- [PROVIDED TEXT]:
During the Second World War Chin was a leader of the MCP’s Malayan People’s Anti-Japanese Army (MPAJA), whose 9-point programme demanded an independent Malayan republic. While the British eagerly used MPAJA’s military assistance against the Japanese, their political programme was unpalatable; the British ruling class had no intention of losing Malaya, the largest net dollar earner in the sterling area. After the war the MCP remained a proscribed organisation, and under the command of Attlee’s Labour government hundreds of party members were arrested; the MCP’s leader, Lai Tek, had disbanded MPAJA, leaving the communists powerless against the crackdown.

Lai’s actions were opposed by most party members, and he was soon exposed as a British agent. In 1947 Chin was elected party leader and reinvigorated the fight for independence. As the Labour government prepared a new racist constitution barring 90% of Malaysian Chinese from citizenship, the MCP built an anti-imperialist and anti-racist trade union movement, the Pan Malayan Federation of Trade Unions (PMFTU); between April 1946 and March 1948 2.6 million days were lost to strikes in Malaya and Singapore. Labour’s response was predictably racist, with Ivor Thomas MP recommending that striking workers should be flogged. Colonial police executed orders with brutal precision, shooting strikers, banning the PMFTU and arresting its leaders. On 20 June 1948 the British declared martial law. The MCP was left with no choice but to embark on armed struggle; Chin Peng became the most wanted man in the British Empire, with a £250,000 bounty on his head.

- [DIRECTIONS]:
a - Rewrite everything from "During the Second" down to "against the crackdown." in the passage on Chin Peng, swapping "MPAJA" for "the Anti-Japanese Army".
b - Summarize the passage on Chin Peng in two sentences.
c - According to the passage on Chin Peng, how large was the bounty on his head?
The lines play no part in the passage on Chin Peng.

- [DATA EXCERPTS]:
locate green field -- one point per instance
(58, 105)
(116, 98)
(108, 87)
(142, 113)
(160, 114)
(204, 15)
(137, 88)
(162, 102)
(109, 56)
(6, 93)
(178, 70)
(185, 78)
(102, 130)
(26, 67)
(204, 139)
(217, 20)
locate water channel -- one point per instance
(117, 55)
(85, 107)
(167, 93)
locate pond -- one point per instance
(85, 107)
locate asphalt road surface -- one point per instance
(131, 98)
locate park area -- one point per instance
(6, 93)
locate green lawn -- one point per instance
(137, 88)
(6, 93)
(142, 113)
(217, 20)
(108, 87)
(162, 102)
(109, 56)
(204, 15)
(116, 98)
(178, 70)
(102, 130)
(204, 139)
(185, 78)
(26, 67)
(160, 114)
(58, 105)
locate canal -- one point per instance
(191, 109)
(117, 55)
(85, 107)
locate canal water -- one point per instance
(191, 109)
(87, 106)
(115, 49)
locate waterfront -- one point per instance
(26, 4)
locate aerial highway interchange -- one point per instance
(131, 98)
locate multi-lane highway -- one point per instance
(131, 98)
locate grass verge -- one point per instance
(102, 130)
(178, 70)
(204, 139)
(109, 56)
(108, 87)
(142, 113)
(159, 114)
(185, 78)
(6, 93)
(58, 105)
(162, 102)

- [ANSWERS TO THE EXERCISES]:
a -
During the Second World War Chin was a leader of the MCP’s Malayan People’s Anti-Japanese Army (the Anti-Japanese Army), whose 9-point programme demanded an independent Malayan republic. While the British eagerly used the Anti-Japanese Army’s military assistance against the Japanese, their political programme was unpalatable; the British ruling class had no intention of losing Malaya, the largest net dollar earner in the sterling area. After the war the MCP remained a proscribed organisation, and under the command of Attlee’s Labour government hundreds of party members were arrested; the MCP’s leader, Lai Tek, had disbanded the Anti-Japanese Army, leaving the communists powerless against the crackdown.

b - During the Second World War, Chin helped lead the MCP's anti-Japanese army, whose demand for an independent Malayan republic the British rejected, and after the war the party stayed banned while hundreds of its members were arrested. Chin became party leader in 1947, and the MCP built a trade union movement as strikes spread, but after police repression and the declaration of martial law on 20 June 1948 the party turned to armed struggle.

c - £250,000.